# Start of Data to use
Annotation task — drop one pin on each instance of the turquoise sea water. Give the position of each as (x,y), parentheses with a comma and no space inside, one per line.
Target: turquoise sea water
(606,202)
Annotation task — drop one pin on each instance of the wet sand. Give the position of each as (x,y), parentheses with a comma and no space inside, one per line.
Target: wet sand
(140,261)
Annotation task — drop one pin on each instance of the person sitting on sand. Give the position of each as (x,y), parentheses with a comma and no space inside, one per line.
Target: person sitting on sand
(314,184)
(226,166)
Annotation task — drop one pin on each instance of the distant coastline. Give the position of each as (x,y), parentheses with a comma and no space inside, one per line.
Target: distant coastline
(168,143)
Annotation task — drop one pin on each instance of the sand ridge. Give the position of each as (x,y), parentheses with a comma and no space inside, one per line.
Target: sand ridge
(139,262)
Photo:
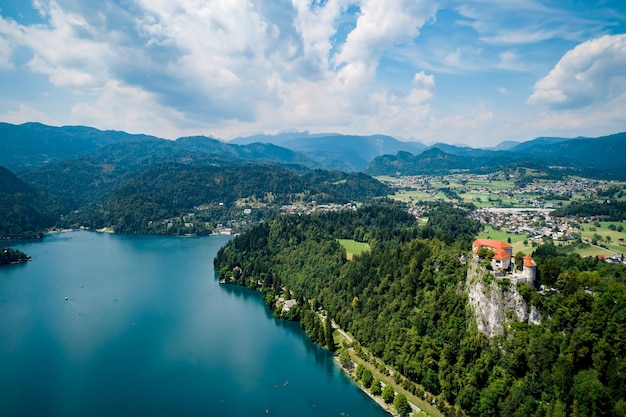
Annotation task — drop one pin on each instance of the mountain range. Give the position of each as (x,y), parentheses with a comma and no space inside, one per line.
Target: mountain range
(31,146)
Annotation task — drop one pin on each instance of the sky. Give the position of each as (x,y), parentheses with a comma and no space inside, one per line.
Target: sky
(471,72)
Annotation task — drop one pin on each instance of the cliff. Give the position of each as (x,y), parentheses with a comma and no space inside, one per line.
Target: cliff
(494,303)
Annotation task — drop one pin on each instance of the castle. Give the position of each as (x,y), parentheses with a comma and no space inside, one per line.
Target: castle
(503,260)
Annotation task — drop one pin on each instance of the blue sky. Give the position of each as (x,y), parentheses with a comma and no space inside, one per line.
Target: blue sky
(474,72)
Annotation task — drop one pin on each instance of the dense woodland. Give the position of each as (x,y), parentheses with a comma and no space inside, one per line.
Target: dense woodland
(12,256)
(405,301)
(164,198)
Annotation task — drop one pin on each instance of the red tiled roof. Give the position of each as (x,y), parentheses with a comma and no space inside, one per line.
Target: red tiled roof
(490,243)
(501,255)
(528,260)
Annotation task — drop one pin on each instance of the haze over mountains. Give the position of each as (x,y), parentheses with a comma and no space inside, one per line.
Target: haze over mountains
(32,145)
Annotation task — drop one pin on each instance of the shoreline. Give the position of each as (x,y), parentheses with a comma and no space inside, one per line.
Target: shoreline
(379,401)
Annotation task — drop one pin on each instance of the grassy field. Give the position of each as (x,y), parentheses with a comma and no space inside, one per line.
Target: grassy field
(612,239)
(517,241)
(353,247)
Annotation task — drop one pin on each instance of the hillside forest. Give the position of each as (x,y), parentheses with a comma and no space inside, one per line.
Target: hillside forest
(405,302)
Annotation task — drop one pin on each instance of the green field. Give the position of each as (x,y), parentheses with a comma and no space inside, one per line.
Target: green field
(353,247)
(612,239)
(517,241)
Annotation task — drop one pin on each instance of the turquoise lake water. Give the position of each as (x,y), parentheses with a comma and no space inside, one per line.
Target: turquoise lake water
(146,330)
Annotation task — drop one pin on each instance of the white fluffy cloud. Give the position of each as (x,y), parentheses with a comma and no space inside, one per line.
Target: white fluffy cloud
(591,72)
(586,90)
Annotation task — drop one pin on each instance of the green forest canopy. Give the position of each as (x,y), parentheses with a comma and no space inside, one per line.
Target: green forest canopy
(404,301)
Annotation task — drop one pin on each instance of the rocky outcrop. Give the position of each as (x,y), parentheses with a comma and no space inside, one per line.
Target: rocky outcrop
(494,303)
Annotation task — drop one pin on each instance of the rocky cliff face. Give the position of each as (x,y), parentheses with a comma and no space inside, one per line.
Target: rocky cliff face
(492,305)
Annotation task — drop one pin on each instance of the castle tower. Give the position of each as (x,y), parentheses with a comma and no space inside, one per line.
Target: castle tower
(529,270)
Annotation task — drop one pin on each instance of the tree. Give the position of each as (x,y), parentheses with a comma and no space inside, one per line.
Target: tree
(359,371)
(388,394)
(345,360)
(375,388)
(402,405)
(367,378)
(330,341)
(519,260)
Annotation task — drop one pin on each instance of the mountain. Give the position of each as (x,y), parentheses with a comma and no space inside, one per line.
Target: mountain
(31,145)
(334,151)
(605,153)
(148,202)
(256,151)
(504,146)
(435,161)
(595,157)
(24,211)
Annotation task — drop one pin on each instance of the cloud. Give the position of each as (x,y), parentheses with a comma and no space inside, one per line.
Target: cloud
(6,52)
(591,73)
(123,107)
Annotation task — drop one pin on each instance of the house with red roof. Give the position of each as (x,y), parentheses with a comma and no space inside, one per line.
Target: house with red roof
(503,252)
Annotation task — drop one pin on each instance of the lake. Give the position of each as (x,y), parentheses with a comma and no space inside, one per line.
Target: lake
(147,330)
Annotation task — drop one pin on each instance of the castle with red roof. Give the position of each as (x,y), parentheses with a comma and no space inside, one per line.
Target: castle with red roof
(503,258)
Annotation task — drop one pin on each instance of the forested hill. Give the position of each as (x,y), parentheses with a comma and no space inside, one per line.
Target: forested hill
(405,301)
(592,157)
(24,211)
(148,202)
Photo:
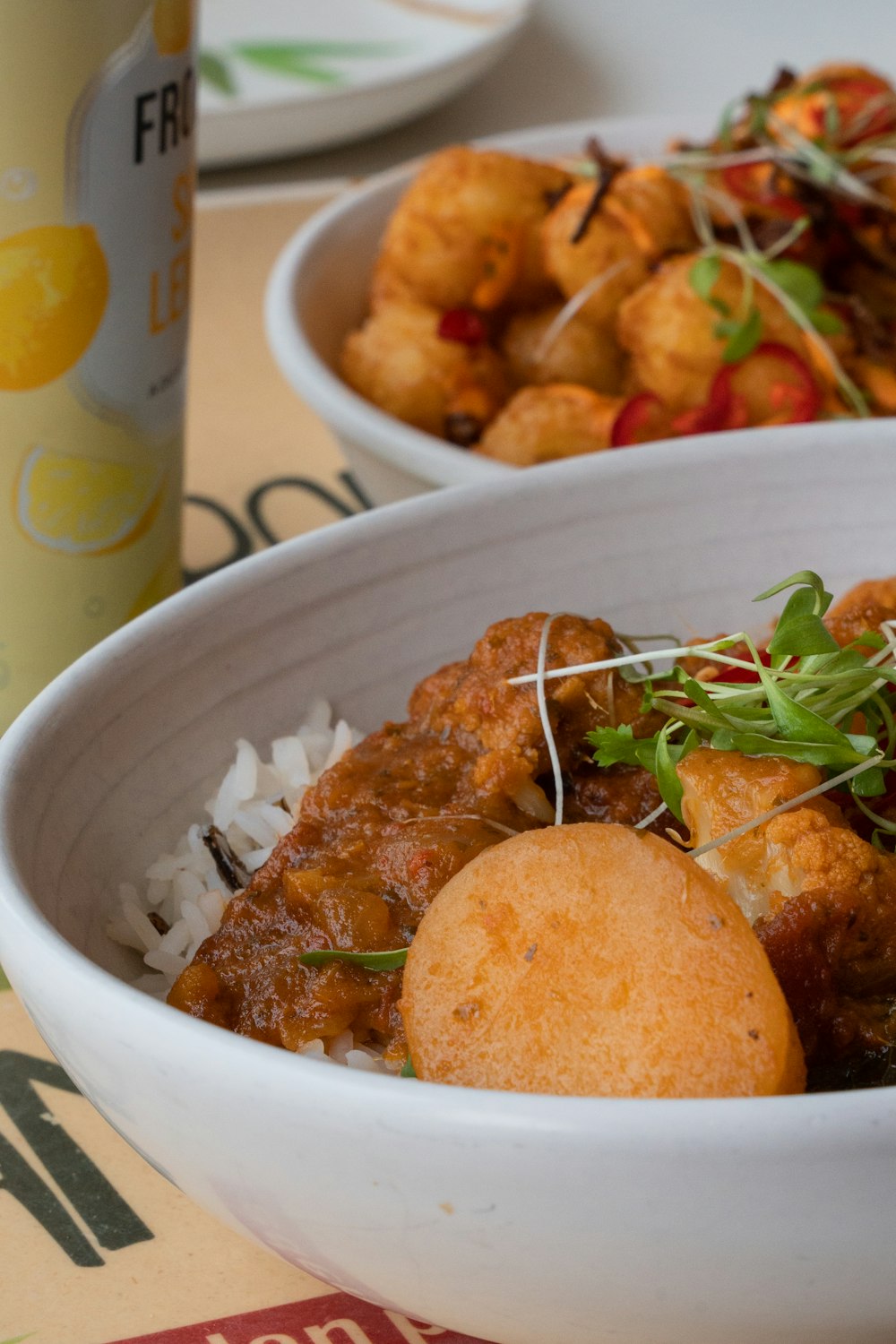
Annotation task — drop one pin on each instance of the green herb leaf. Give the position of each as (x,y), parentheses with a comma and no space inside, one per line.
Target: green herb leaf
(727,123)
(802,578)
(799,629)
(810,753)
(798,281)
(215,70)
(704,273)
(619,746)
(668,781)
(743,339)
(367,960)
(798,723)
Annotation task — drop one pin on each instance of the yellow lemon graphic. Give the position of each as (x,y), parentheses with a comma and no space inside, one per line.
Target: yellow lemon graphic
(85,507)
(172,26)
(54,285)
(166,581)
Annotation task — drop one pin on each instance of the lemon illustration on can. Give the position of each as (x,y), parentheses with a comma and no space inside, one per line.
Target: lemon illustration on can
(172,26)
(83,505)
(54,287)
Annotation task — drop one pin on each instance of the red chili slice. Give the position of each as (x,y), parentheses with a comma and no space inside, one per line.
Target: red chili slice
(745,676)
(751,183)
(852,96)
(463,325)
(724,409)
(642,419)
(777,384)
# End of Data to use
● Problem description
Without including any pictures, print each record exactly.

● Full response
Annotation task — drop one pin on each instance of the turquoise sea water. Give the position of each as (x,y), parentheses with a comma and no space inside, one per line.
Target: turquoise sea water
(606,202)
Annotation task — drop one pin on each instance of the wet sand. Give the position of each as (x,y), parentheses with a comma and no space inside, one per line.
Target: wet sand
(140,261)
Annotation task — drop one pin on each instance of the person sitting on sand. Give the position of each as (x,y), parentheses with a comma and no space inside, one per line.
Target: person sitting on sand
(314,184)
(226,166)
Annotation task — drop one pin on each instance of the distant coastline. Give the position of each as (x,y), parentheses with a comma and no space inside, one per line.
Target: distant coastline
(168,143)
Annotation task — drop one pin on each instance of the sand ridge. Give the position of each as (x,y), parentheses with a comma and no space inside, one per line.
Target: sand ridge
(139,262)
Photo:
Annotation task — drop one pin on each instance of the mountain range. Give the position of each as (x,y), parentheses with a comma and no space inside, one per line.
Target: mountain range
(31,146)
Annotation task — drop one pin on each instance of the sky. Give the position of each as (x,y), parentheses with a comma and no space inside, one per line.
Target: sky
(471,72)
Annotation task — drop one pin on each instance of the cliff. Give the position of each as (x,y), parentheses with a comma and no space inside, one per line.
Target: cliff
(494,303)
Annotation task — drop one pin on each instance of the castle. Give the position of each as (x,y), parentheses with a comma and no space inside, one per line.
Target: castle
(503,260)
Annotation task — drop one pin on each instance of the blue sky. Give the position of each as (x,y), parentheses with a comma and no space inside, one per line.
Target: blue sky
(474,72)
Annotation task — drop one pin on each instance of the dense woodland. Give the position of each as (x,y), parentheses with a comma and no space inside, one per line.
Target: dense woodland
(12,256)
(405,301)
(164,198)
Annotation task — drop one pin on each instance of the red tiled roof. Give the position of each as (x,y), parentheses with a comma and no space inside, one per line.
Target: red tiled roof
(490,243)
(501,255)
(528,260)
Annotation task — drop one pin on each instance of the haze over mountains. Give the position of each as (x,y), parentheses with a comma and no space inside, one per line.
Target: haze over mountains
(32,145)
Annotation task — drop one pin on each instance of the shoreline. Give the position of each as (x,y), parentheses with a comma and no space inside, one per line.
Target: shoreline
(379,401)
Annotation task — drop one pin on each instance of the grassy field. Give the position of each as (x,y), parentheses with a comma and no space inside, one per line.
Target: grassy field
(612,239)
(517,241)
(353,247)
Annotation task — drop one pin on each instance of the hillside forest. Give the position of each as (x,y), parentheses with a comma and no space inside, one per line.
Target: hillside forest
(405,302)
Annotation task — drop one pin on each instance of the green field. Give the position of each as (x,y), parentheses with a comma and no space inside, one per line.
Target: green field
(353,247)
(612,239)
(517,241)
Annotation task — drop one pin on each instance of the turquoise lake water. Give the position of each as (x,y), parentheses with a comma and no space inside, one per line.
Target: turquoise lake water
(146,330)
Annotation task — drop one pin on each instance of the white fluffy cloud. Give the position of each as (x,y), parentheses with a comma and no space inside, one per line.
Target: white fluffy cloud
(591,72)
(586,90)
Annotation task — drop one pin on each instance of the green forest canopy. Give the position of each as (x,y), parentheses with a comma and no space inside, one per line.
Target: green forest canopy
(404,301)
Annotation task — drop one pin on each instance of the rocky outcrop. Give the position of each as (x,y), parentheses with a comma and no space inside, one per line.
Target: rocky outcrop
(494,303)
Annotation task — drop one pin on each instance of the rocky cliff face. Give the position of each as (x,y), parentheses with a comma and no space inside, one per line.
Target: rocky cliff face
(492,305)
Annotation task — drop one pin on each instance of the castle tower. Give the position of each as (x,y), parentheses with a comma and no space inside, one per line.
Target: castle tower
(529,270)
Annotation task — drop one pin on each instance of the tree. Give the position of each as (x,y), parentheses with a comma and no space inside, one per line.
Target: tree
(359,371)
(388,394)
(345,360)
(375,388)
(402,405)
(367,378)
(330,341)
(519,260)
Annotation task — drop one pin on each instance of the mountain. Give the position of each as (x,y), parentheses with a comma and no space inside, one per line.
Target: mountain
(31,145)
(334,151)
(605,153)
(148,202)
(256,151)
(504,146)
(435,161)
(595,157)
(24,211)
Annotation task — drop one pin on each instance of the cloud. Give the position of each as (x,y), parentheses with a comma and no space inside, one per line.
Target: cloud
(6,52)
(591,73)
(123,107)
Annotation task — drop one pin on each instance of the house with red roof. Give the position of each as (x,y), parentheses with a comma and no space inside, one per line.
Target: house with red roof
(503,252)
Annotation task — drop one pin on each instance of the lake. Give the position of each as (x,y), parentheses with a comma and no space inside, one per line.
Target: lake
(147,330)
Annotation task — drop one pin on each instance of the castle with red roof. Give the position of each as (x,y), parentheses with a comma and no space inside, one per line.
Target: castle with red roof
(503,258)
Annotation task — drop one pin on each instance of the forested hill. Give the position of each as (x,y), parentheses with a comma and no space inside, one per line.
Target: forested hill
(405,301)
(592,157)
(24,211)
(148,202)
Photo:
Annotation task — drop one pin on each instance of the green herb leaf. Give the position of each as (x,y), parentheses with a comma and no space inside, one per line.
Target: green herb leaf
(727,123)
(802,578)
(799,629)
(810,753)
(798,281)
(215,70)
(704,273)
(619,746)
(668,781)
(743,339)
(367,960)
(798,723)
Annotation task — drop one pin on each instance of the yellow lemon graphic. Give the position of each as (x,y), parentheses with a comma and no space inside, one per line.
Target: yellow lemon graphic
(85,507)
(172,26)
(54,285)
(166,581)
Annotation task — drop one pin on each instance of the lemon illustration on can. Give the position of each as (x,y), parentheses with a comma and no space inside, one per line.
Target: lemon illustration on can
(172,26)
(83,505)
(54,287)
Annotation task — drop one pin on each instance of the red chili slice. Give the position of each as (x,y), parentheses with a comma and no space inside, one per line.
Target: red chili slice
(745,676)
(751,183)
(852,96)
(463,325)
(724,409)
(642,419)
(777,384)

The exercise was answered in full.